-------- INPUT MATERIAL --------

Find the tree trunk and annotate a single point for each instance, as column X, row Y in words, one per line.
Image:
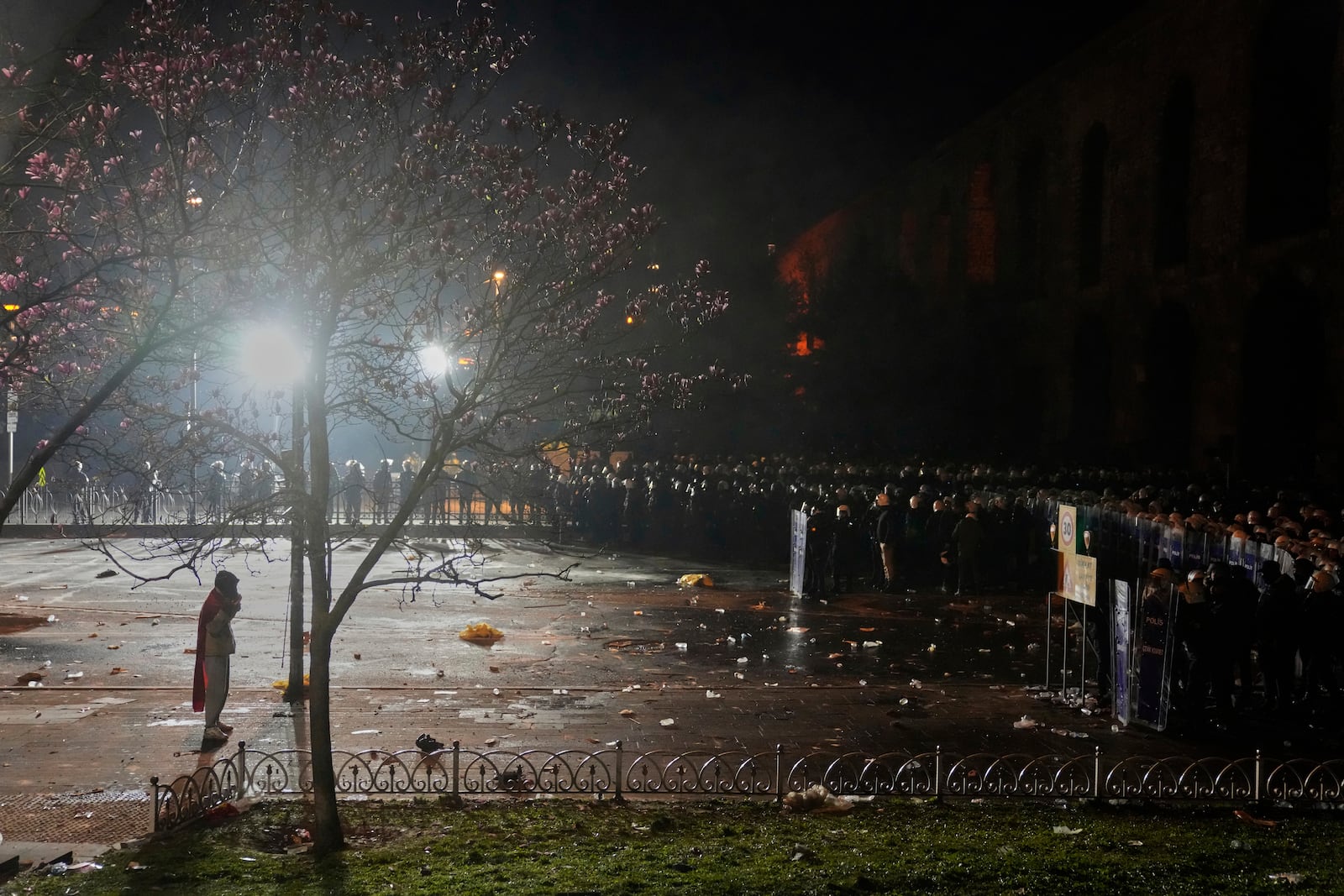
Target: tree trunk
column 295, row 691
column 327, row 831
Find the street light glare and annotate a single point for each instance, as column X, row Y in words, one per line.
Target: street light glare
column 434, row 360
column 272, row 358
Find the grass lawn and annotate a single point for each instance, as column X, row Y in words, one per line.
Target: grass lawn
column 732, row 846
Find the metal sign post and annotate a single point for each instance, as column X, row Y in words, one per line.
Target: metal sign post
column 11, row 425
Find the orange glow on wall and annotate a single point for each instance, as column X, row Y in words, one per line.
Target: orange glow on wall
column 981, row 228
column 808, row 259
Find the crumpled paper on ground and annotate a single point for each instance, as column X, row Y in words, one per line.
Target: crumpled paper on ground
column 816, row 799
column 480, row 631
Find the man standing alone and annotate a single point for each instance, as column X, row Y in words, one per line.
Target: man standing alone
column 214, row 647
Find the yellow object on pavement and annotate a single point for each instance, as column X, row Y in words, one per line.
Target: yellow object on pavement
column 480, row 631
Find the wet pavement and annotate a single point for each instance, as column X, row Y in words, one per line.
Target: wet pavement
column 609, row 654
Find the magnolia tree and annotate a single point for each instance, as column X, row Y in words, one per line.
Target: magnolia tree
column 369, row 199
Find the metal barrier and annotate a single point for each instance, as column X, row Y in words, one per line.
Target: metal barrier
column 618, row 774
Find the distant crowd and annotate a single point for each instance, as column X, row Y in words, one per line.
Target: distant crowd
column 968, row 530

--------

▸ DIRECTIONS FOR THIS TASK
Copy out word for word the lines from the one containing "Find the street" through the one containing "column 11, row 425", including both of those lines.

▸ EXPECTED ANSWER
Find the street light glare and annotate a single point for each instance, as column X, row Y in words, one per line.
Target: street light glare
column 434, row 360
column 272, row 358
Find the grass lawn and annotate a single point for each instance, as column X, row Y in words, one per line.
Target: grass lawn
column 732, row 846
Find the metal sign post and annotate a single point for each instance, as column X, row Y in words, one per line.
Target: metal sign post
column 11, row 425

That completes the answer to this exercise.